| SHORT PROBLEM |
Rewrite the lines from the one containing "target: man in blue scrubs on poster" through the one containing "M 249 9 L 248", keeping every line, including the requests, but multiplying each coordinate in the outline path data by 2.05 and rounding to whole numbers, with halves rounded up. Leave all other numbers in the requests unchanged.

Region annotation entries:
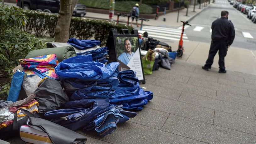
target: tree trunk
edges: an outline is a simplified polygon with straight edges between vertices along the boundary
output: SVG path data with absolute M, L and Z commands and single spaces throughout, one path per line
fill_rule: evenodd
M 59 17 L 55 29 L 55 42 L 67 42 L 69 36 L 71 17 L 79 0 L 60 0 Z
M 141 4 L 142 4 L 142 0 L 140 0 L 140 3 L 139 4 L 140 4 L 140 5 L 141 5 Z

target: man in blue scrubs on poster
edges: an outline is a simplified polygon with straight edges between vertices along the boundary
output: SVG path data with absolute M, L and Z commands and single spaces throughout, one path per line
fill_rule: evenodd
M 131 45 L 128 39 L 125 40 L 124 45 L 125 48 L 125 52 L 122 53 L 117 59 L 127 65 L 134 55 L 134 53 L 131 52 Z

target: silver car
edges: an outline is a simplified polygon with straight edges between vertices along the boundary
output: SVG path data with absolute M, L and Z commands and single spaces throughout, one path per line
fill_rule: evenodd
M 249 9 L 248 11 L 248 13 L 247 14 L 247 17 L 249 19 L 252 19 L 253 16 L 256 13 L 256 6 L 253 6 L 253 8 Z

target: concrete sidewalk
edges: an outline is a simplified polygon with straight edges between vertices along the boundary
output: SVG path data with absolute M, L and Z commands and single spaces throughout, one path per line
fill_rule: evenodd
M 207 4 L 207 6 L 209 6 L 209 4 Z M 203 4 L 202 6 L 203 6 Z M 185 21 L 188 19 L 189 19 L 192 17 L 195 16 L 197 14 L 200 12 L 201 11 L 205 8 L 207 8 L 207 7 L 202 6 L 201 8 L 199 8 L 199 5 L 196 5 L 195 9 L 195 12 L 193 11 L 193 5 L 190 5 L 189 7 L 189 9 L 188 12 L 188 16 L 186 16 L 186 8 L 185 8 L 182 9 L 181 9 L 180 11 L 179 16 L 178 22 L 177 22 L 177 17 L 178 16 L 178 11 L 175 11 L 171 12 L 165 15 L 166 21 L 164 21 L 163 20 L 164 16 L 161 15 L 159 16 L 158 19 L 156 20 L 154 19 L 150 19 L 149 21 L 143 22 L 143 25 L 153 26 L 159 26 L 162 27 L 168 27 L 177 26 L 181 25 L 181 23 L 180 22 L 180 20 Z M 91 19 L 101 19 L 108 20 L 109 19 L 109 14 L 99 14 L 98 13 L 92 13 L 87 12 L 86 15 L 85 16 L 86 17 L 87 17 Z M 116 21 L 117 16 L 115 15 L 114 16 L 114 20 Z M 131 19 L 130 19 L 130 21 L 131 22 Z M 127 17 L 119 17 L 119 20 L 120 23 L 126 24 L 127 23 Z M 134 20 L 134 23 L 135 23 L 135 21 Z M 141 21 L 139 21 L 138 23 L 140 24 Z
M 166 42 L 172 47 L 173 51 L 178 48 L 179 42 Z M 196 42 L 183 43 L 185 52 L 178 60 L 203 66 L 208 57 L 210 44 Z M 225 58 L 226 70 L 253 75 L 256 74 L 256 51 L 236 47 L 232 46 L 228 49 Z M 219 56 L 214 58 L 212 67 L 218 69 Z M 218 70 L 218 69 L 217 69 Z M 210 69 L 209 70 L 213 70 Z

| RESULT FOR THIS EXERCISE |
target: man in blue scrubs on poster
edges: an outline is a simplified polygon with straight edges between vertices along the boundary
output: SVG path data with absolute M, L and Z commands and single spaces throughout, one path per line
fill_rule: evenodd
M 269 92 L 262 80 L 256 82 L 254 92 L 256 98 L 256 107 L 250 109 L 240 121 L 260 133 L 275 113 L 275 109 L 269 107 Z

target: silver car
edges: an outline is a simplified polygon with straight edges between vertices along the boundary
output: SVG path data with absolute M, L and Z commands and single spaces throughout, one path per line
fill_rule: evenodd
M 510 18 L 508 23 L 508 27 L 506 29 L 506 35 L 510 39 L 517 39 L 519 33 L 525 27 L 525 12 L 519 12 L 519 16 Z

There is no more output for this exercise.